# Assignment
The entries below must be retyped in full. Keep every word the same.

# Data section

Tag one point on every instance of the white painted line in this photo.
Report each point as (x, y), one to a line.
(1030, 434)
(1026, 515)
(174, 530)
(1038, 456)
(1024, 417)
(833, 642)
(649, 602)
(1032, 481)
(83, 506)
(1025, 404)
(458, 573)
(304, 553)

# Task output
Tag one point on every instance of the white painted line in this photo.
Report each point as (x, y), one to a line.
(1030, 434)
(1026, 515)
(174, 530)
(1038, 456)
(1024, 417)
(833, 642)
(649, 602)
(1032, 481)
(83, 506)
(1025, 404)
(458, 573)
(304, 553)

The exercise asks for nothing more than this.